-- start TEXT EXTRACT --

>From an ENglish point of view..

On Mon, Mar 12, 2018 at 12:14 PM, Kevin Vilbig 
<kvil...@gmail.com<mailto:kvil...@gmail.com>> wrote:
This issue has been on my mind since teaching my first few classes.

Here is a quick lexicon beyond what you mentioned.

{ }  can also be called curly braces
curly brackets, braces
() parentheses, round brackets
[] brackets, square brackets
! can be called bang or exclamation point
exclamation mark, pling
# can be called crunch, sha, pound, or hash
Typically hash
\ backslash or backwhack
/ slack or whack
forward slash or divide
* star or wildcard or asterisk
~ tilde or that wiggly line next to the one key
squiggle (next to RETURN, ENTER in UK)
_ underline, underscore
- dash, hyphen
. full stop, dot
` backtick, no not quote, the other one.

And that's only for single characters! What about compound character operators? 
Perl 6 can even take some unicode symbols as arithmetic operators!

On Mon, Mar 12, 2018 at 10:40 AM, Amy E. Hodge 
<amyho...@stanford.edu<mailto:amyho...@stanford.edu>> wrote:

I found this very interesting. I also find that mixtures of cultural 
backgrounds in the class – or a difference between myself and the learners – 
can sometimes lead to confusion in the different ways people describe the 
symbols in particular.

-- end TEXT EXTRACT --
-- start ROWS --

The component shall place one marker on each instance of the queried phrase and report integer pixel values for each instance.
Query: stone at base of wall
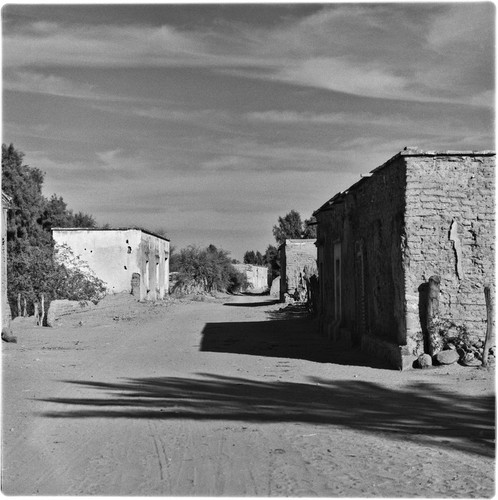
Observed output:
(386, 351)
(60, 308)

-- end ROWS --

DIRECTIVE 1: Retype the part of the email thread about symbol names that opens with the words containing "On Mon, Mar 12, 2018 at 12:14" and closes with "what you mentioned.".
DIRECTIVE 2: According to the email thread about symbol names, which programming language can take some unicode symbols as arithmetic operators?
DIRECTIVE 3: Give what follows the last sentence of the email thread about symbol names.
These lines are separate material and have no connection to the email thread about symbol names.

RIGHT ANSWER 1:
On Mon, Mar 12, 2018 at 12:14 PM, Kevin Vilbig 
<kvil...@gmail.com<mailto:kvil...@gmail.com>> wrote:
This issue has been on my mind since teaching my first few classes.

Here is a quick lexicon beyond what you mentioned.

RIGHT ANSWER 2: Perl 6

RIGHT ANSWER 3:
I spent the first half day leading a week-long training (not for coding, but 
for something internal to the company I was working for where there was an 
internal “language” to be learned) before I realized that while I was 
describing them as “braces,” “square brackets,” and “parentheses,” my learners 
described these as “flower brackets,” “square brackets,” and “round brackets,” 
and the three together under the umbrella of “brackets,” which I only used in 
reference to the square ones. Learning got much faster after we got that 
squared away!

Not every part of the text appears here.